What is expected - Please put every line of the records below into a numbered list, skipping any blank lines. Leave the pictures out.

Location annotation dataset excerpts:
***

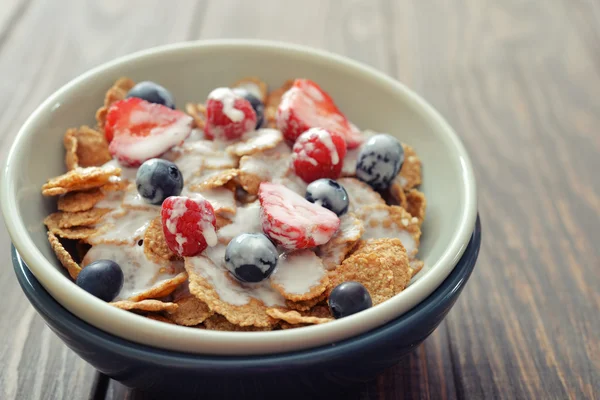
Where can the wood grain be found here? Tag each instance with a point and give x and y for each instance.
(519, 82)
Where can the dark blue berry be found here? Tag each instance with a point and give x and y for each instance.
(102, 278)
(329, 194)
(257, 105)
(152, 92)
(379, 161)
(251, 257)
(158, 179)
(349, 298)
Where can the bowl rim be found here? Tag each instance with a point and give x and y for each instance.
(130, 326)
(441, 299)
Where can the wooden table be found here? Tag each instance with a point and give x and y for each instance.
(520, 82)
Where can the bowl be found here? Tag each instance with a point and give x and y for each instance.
(308, 372)
(190, 70)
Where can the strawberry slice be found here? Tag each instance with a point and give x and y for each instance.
(138, 130)
(293, 222)
(307, 106)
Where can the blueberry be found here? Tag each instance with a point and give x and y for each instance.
(257, 105)
(349, 298)
(158, 179)
(379, 161)
(329, 194)
(251, 257)
(102, 278)
(152, 92)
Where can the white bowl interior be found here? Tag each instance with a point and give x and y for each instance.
(190, 71)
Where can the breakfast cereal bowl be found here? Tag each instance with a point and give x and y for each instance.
(320, 372)
(191, 71)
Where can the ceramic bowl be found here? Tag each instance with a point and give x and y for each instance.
(190, 71)
(308, 373)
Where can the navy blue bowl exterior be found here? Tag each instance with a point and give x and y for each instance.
(308, 372)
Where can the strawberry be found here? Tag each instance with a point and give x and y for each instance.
(228, 115)
(318, 154)
(306, 106)
(293, 222)
(189, 224)
(138, 130)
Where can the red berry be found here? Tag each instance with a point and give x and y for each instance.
(293, 222)
(228, 116)
(318, 154)
(138, 130)
(189, 224)
(307, 106)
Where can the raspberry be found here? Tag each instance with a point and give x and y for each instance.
(228, 115)
(318, 154)
(292, 221)
(189, 224)
(138, 130)
(307, 106)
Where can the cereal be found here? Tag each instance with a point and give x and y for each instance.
(349, 232)
(80, 201)
(191, 310)
(117, 92)
(416, 204)
(252, 313)
(155, 245)
(198, 112)
(164, 288)
(294, 317)
(63, 256)
(373, 270)
(79, 179)
(306, 305)
(62, 219)
(101, 211)
(273, 100)
(215, 179)
(85, 147)
(254, 86)
(256, 142)
(145, 305)
(359, 193)
(300, 276)
(383, 221)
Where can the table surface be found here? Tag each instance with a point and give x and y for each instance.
(518, 80)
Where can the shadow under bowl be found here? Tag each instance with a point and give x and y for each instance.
(308, 373)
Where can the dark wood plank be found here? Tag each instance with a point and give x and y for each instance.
(518, 83)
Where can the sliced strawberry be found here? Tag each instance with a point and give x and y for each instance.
(138, 130)
(318, 154)
(307, 106)
(228, 115)
(293, 222)
(189, 224)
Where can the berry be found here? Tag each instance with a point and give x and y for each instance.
(251, 257)
(228, 116)
(102, 278)
(189, 224)
(379, 161)
(158, 179)
(293, 222)
(257, 105)
(153, 93)
(348, 298)
(329, 194)
(318, 153)
(307, 106)
(138, 130)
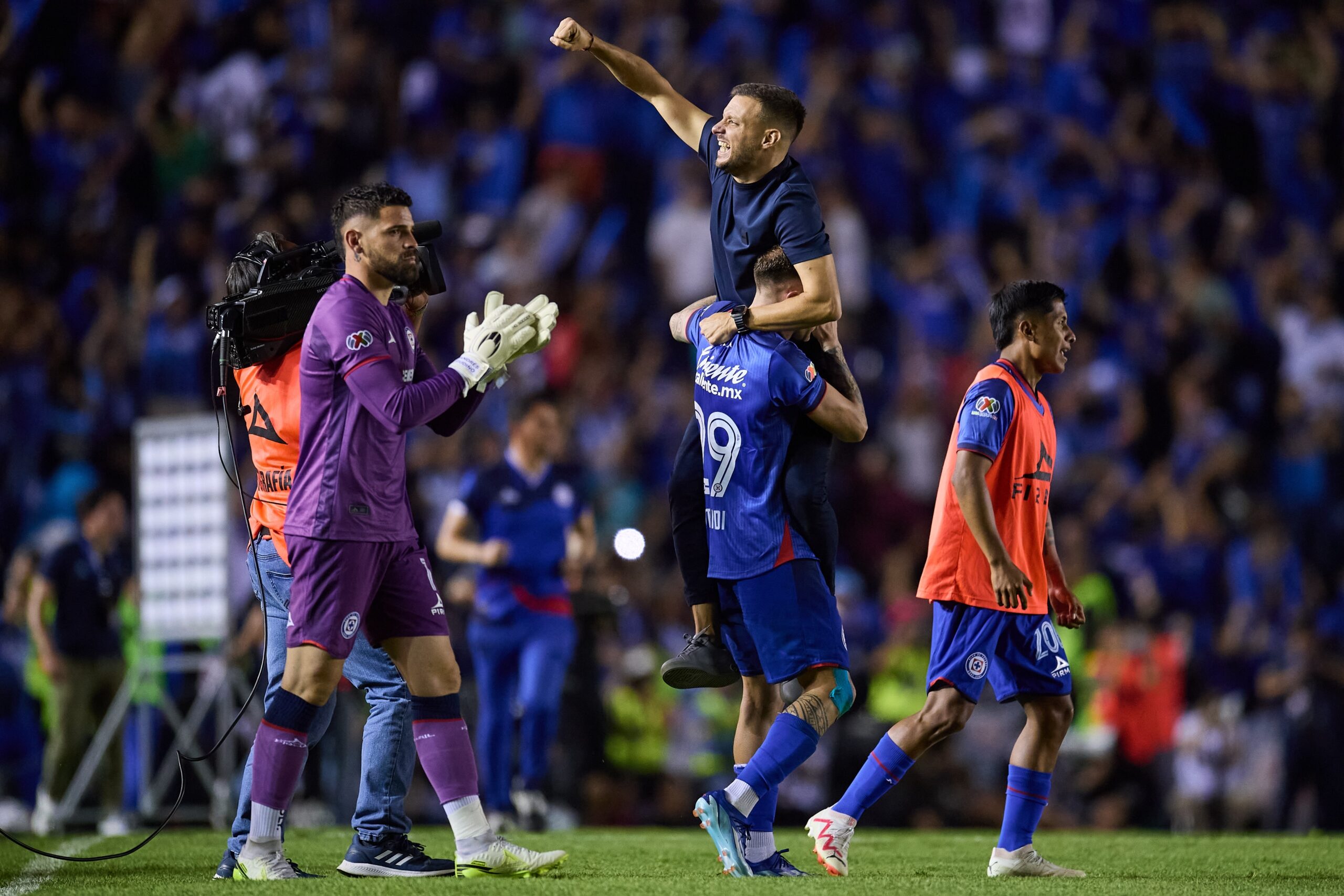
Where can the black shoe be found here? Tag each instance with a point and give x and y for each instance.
(704, 662)
(393, 856)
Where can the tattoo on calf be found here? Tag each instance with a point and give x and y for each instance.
(812, 710)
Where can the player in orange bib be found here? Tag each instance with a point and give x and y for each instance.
(994, 577)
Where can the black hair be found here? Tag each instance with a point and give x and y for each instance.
(365, 199)
(1016, 300)
(524, 406)
(90, 500)
(780, 107)
(246, 265)
(773, 268)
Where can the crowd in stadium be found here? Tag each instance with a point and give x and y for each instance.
(1177, 167)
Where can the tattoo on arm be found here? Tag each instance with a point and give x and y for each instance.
(834, 370)
(814, 711)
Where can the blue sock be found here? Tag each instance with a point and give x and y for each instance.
(1028, 792)
(786, 746)
(761, 817)
(886, 765)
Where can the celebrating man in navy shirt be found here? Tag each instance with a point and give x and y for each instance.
(761, 199)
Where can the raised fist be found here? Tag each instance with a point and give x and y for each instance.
(573, 37)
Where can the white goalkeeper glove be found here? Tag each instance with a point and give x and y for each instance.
(548, 313)
(491, 344)
(494, 300)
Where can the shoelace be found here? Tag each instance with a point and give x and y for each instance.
(404, 844)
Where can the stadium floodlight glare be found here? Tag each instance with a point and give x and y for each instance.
(629, 544)
(182, 529)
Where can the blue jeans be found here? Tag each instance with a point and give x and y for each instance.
(389, 753)
(519, 660)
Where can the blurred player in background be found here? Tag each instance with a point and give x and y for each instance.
(269, 394)
(355, 555)
(779, 614)
(82, 653)
(537, 535)
(761, 199)
(991, 549)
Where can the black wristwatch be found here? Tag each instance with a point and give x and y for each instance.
(740, 318)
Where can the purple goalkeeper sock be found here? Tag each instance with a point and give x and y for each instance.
(886, 765)
(786, 746)
(1028, 792)
(444, 747)
(281, 749)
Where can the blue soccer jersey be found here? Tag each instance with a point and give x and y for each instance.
(749, 394)
(533, 516)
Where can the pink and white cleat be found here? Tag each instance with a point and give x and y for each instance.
(831, 832)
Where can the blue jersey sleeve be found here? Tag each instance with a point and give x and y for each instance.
(476, 496)
(984, 418)
(793, 379)
(692, 323)
(799, 226)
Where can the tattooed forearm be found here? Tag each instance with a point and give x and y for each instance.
(834, 370)
(815, 711)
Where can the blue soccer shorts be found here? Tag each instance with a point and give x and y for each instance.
(783, 623)
(1019, 653)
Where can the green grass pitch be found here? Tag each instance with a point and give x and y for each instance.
(666, 861)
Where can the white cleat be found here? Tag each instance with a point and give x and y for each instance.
(260, 863)
(1026, 861)
(510, 860)
(831, 832)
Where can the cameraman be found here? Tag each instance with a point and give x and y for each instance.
(82, 652)
(269, 395)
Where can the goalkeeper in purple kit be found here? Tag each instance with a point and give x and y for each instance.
(356, 561)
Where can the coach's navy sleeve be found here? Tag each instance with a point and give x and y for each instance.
(793, 379)
(984, 418)
(799, 226)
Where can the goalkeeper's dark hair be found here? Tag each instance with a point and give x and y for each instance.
(773, 268)
(1016, 300)
(366, 199)
(530, 402)
(780, 107)
(246, 265)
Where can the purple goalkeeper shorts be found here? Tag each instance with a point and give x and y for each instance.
(383, 587)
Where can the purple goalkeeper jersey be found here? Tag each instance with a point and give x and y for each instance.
(363, 385)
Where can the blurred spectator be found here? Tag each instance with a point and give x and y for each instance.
(82, 653)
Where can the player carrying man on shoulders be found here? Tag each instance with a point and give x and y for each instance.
(994, 577)
(760, 199)
(779, 616)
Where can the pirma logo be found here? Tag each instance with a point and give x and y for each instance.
(350, 626)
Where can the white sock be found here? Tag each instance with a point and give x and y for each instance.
(741, 796)
(469, 827)
(267, 824)
(759, 846)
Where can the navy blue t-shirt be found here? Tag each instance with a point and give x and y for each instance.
(87, 589)
(533, 516)
(750, 219)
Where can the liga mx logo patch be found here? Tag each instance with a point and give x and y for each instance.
(350, 626)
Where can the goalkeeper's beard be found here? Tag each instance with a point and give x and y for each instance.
(400, 272)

***

Task solution -
1. Where can the wood grain be found here? Tag each instance with a point and give x and y for each instance.
2. (519, 82)
3. Where can the dark blue berry be found here? Tag each instance with a point and give x and y for each instance.
4. (102, 278)
5. (329, 194)
6. (257, 105)
7. (152, 92)
8. (379, 161)
9. (251, 257)
10. (158, 179)
11. (349, 298)
12. Where can the bowl rim be found here? Tag each instance with a point and give x and y for each instance.
13. (130, 326)
14. (441, 299)
15. Where can the wooden table be found here? Tag each instance with a point and give x and y for each instance.
16. (520, 82)
17. Where can the bowl be found here? Tag each instance with a point and give x and y for each instance.
18. (308, 372)
19. (190, 70)
20. Where can the strawberry slice be found here? Tag each instance with a point and give x and y for each instance.
21. (138, 130)
22. (293, 222)
23. (307, 106)
24. Where can the blueberry be found here? Tag each instance with a point and give x and y for each instance.
25. (257, 105)
26. (349, 298)
27. (158, 179)
28. (379, 161)
29. (329, 194)
30. (251, 257)
31. (102, 278)
32. (152, 92)
33. Where can the white bowl interior be found here? Tag each instance with a point and give x and y for each instance.
34. (190, 71)
35. Where can the breakfast cereal bowl be found here? Tag each instance with a point and give x and y for each instance.
36. (320, 372)
37. (191, 71)
38. Where can the ceramic bowl be found here? Tag each instance with a point and give x and y for each instance.
39. (190, 71)
40. (308, 373)
41. Where can the navy blue bowl exterior be found here? Tag each instance with a point and give x and y for each instance.
42. (308, 372)
43. Where can the strawberry be found here? Tag each instance with a point and give x and y for each instance.
44. (228, 115)
45. (318, 154)
46. (306, 106)
47. (293, 222)
48. (189, 224)
49. (138, 130)
50. Where can the red berry be found here? Tag each instance with a point and give x and y for each instance.
51. (293, 222)
52. (228, 116)
53. (318, 154)
54. (138, 130)
55. (189, 224)
56. (307, 106)
57. Where can the raspberry be found here? Tag each instance with a point and give x and y for each instance.
58. (228, 115)
59. (318, 154)
60. (292, 221)
61. (189, 224)
62. (138, 130)
63. (307, 106)
64. Where can the cereal be found here? Tag each instance with a point and give x and y for each instance.
65. (349, 232)
66. (80, 201)
67. (191, 310)
68. (117, 92)
69. (416, 204)
70. (252, 313)
71. (155, 245)
72. (198, 112)
73. (164, 288)
74. (294, 317)
75. (63, 256)
76. (373, 270)
77. (79, 179)
78. (306, 305)
79. (62, 219)
80. (101, 211)
81. (273, 100)
82. (215, 179)
83. (85, 147)
84. (254, 86)
85. (256, 142)
86. (145, 305)
87. (359, 193)
88. (300, 276)
89. (383, 221)
90. Where can the table surface be found here? Tag each instance with a point and give x and y for each instance.
91. (518, 80)
92. Where can the shadow under bowl be found here? Tag each instance with a point and give x and y for each instance.
93. (308, 373)
94. Where can the dark wood plank be found here? Tag each instance with a point and give x and y for each instance.
95. (518, 83)
96. Where can the sliced strawberry be found here? Tag each instance with a point and give x and y for each instance.
97. (138, 130)
98. (318, 154)
99. (307, 106)
100. (228, 115)
101. (293, 222)
102. (189, 224)
103. Where can the berry be found here? Tag each instance with a point and give x and y for each instance.
104. (251, 257)
105. (228, 116)
106. (102, 278)
107. (189, 224)
108. (379, 161)
109. (158, 179)
110. (293, 222)
111. (257, 105)
112. (153, 93)
113. (348, 298)
114. (329, 194)
115. (318, 153)
116. (307, 106)
117. (138, 130)
118. Where can the black shoe be found here? Tag each instance with a point and give x and y for each instance.
119. (704, 662)
120. (393, 856)
121. Where can the tattoo on calf be found here? Tag each instance with a point and give x and y for each instance.
122. (812, 710)
123. Where can the player in orange bib be found here? Tag each instance with a point and give x and y for each instance.
124. (994, 577)
125. Where can the black hair be found here? Tag each instance with a point and give x and y for each instance.
126. (365, 199)
127. (1016, 300)
128. (524, 406)
129. (90, 500)
130. (780, 107)
131. (246, 265)
132. (773, 268)
133. Where can the crowd in stadium be found here? Tag each instance with a point and give x and y for each instance.
134. (1177, 167)
135. Where can the tattoo on arm be found here? Tag each instance with a point and give x and y for each instance.
136. (834, 370)
137. (814, 711)
138. Where can the blue sock be found here? Tag each instance with a point and give x and y for each instance.
139. (1028, 792)
140. (786, 746)
141. (761, 817)
142. (886, 765)
143. Where can the celebrating man in navy shirt be found here? Tag each instance with a point and give x and y for each instance.
144. (761, 199)
145. Where can the raised fist be found here? Tag each instance with a point and give x and y for each instance.
146. (573, 37)
147. Where can the white goalkeeper glove be found here? Tag each instance with a point and give x and y for each instance.
148. (548, 313)
149. (491, 344)
150. (494, 300)
151. Where can the shoelace be found here? Tag each instance with a point and give x and y for each instance.
152. (404, 844)
153. Where can the stadium floodlight glare be found here? Tag each instance with a point and give x and y for each instance.
154. (629, 544)
155. (182, 529)
156. Where can the blue jeans be found here? Tag each instance with a point and give x and y for each instance.
157. (389, 753)
158. (519, 660)
159. Where can the blurred player in background be found here? Tag each instance with a point and give x and y for each instance.
160. (269, 394)
161. (355, 555)
162. (779, 614)
163. (82, 653)
164. (537, 535)
165. (761, 199)
166. (991, 549)
167. Where can the black wristwatch be found here? Tag each instance with a point and give x and y for each instance.
168. (740, 318)
169. Where can the purple goalkeeper sock be found here? Tag each instance with a point and give x and y for each instance.
170. (886, 765)
171. (786, 746)
172. (1028, 792)
173. (444, 747)
174. (281, 749)
175. Where can the blue soccer jersey be found here? Tag each instance with a point and give x and y for each instance.
176. (749, 394)
177. (533, 516)
178. Where can the pink and white cleat be found here? Tag each instance with a point and give x and y for each instance.
179. (831, 832)
180. Where can the blue jersey sleeve be found here? Tag each instance with a point and give x and y for each instance.
181. (476, 496)
182. (984, 418)
183. (793, 379)
184. (692, 323)
185. (799, 226)
186. Where can the tattooed forearm be found here? Tag each instance with a point and give x and y for each instance.
187. (834, 370)
188. (815, 711)
189. Where can the blue soccer shorts be found here? Tag each instance with a point and give x and y for each instance.
190. (783, 623)
191. (1019, 653)
192. Where can the green grass pitch be found here? Tag each instance with a point and give x and y for each instance.
193. (666, 861)
194. Where can the white cleat be found here? Tag each instance with a point and give x and y for each instance.
195. (260, 863)
196. (1026, 861)
197. (510, 860)
198. (831, 832)
199. Where can the cameraman be found here? Tag each instance with a point and give x and y for each instance.
200. (82, 652)
201. (269, 395)
202. Where can the goalkeeper in purple kit be found here? Tag each instance with a point and give x and y for each instance.
203. (356, 561)
204. Where can the coach's navy sleeve be found here? Tag each instance with a point and give x and y for each instance.
205. (793, 379)
206. (984, 418)
207. (799, 226)
208. Where can the goalkeeper's dark hair be found here? Tag each instance with a point and give x and y for each instance.
209. (773, 268)
210. (1016, 300)
211. (366, 199)
212. (530, 402)
213. (780, 107)
214. (246, 265)
215. Where can the purple goalkeeper shorts be found here? Tag each instance with a point and give x and y for each instance.
216. (383, 587)
217. Where can the purple goalkeeper jersey be found here? Tag each instance with a point and give x and y for each instance.
218. (363, 385)
219. Where can the blurred spectator be found here? Tag each instance with a point and give x and y for each instance.
220. (82, 653)
221. Where can the player carrying man on shoulders be found here? Tag each instance with a point and give x and y for each instance.
222. (994, 577)
223. (760, 199)
224. (779, 616)
225. Where can the pirma logo be found here? Tag each instance with a point and give x and y for each instance.
226. (350, 626)
227. Where can the white sock be found here? Tag each instance with a point and give x and y for each instance.
228. (741, 796)
229. (469, 827)
230. (267, 824)
231. (759, 846)
232. Where can the navy blue t-shirt be found here? Tag each instance with a point and give x and y for each instance.
233. (87, 589)
234. (533, 516)
235. (750, 219)
236. Where can the liga mx logo patch be found here? Tag each instance with a point and give x and y for each instance.
237. (350, 626)
238. Where can the goalkeeper's beard be found here? Tag each instance with a point and give x and y for each instance.
239. (400, 272)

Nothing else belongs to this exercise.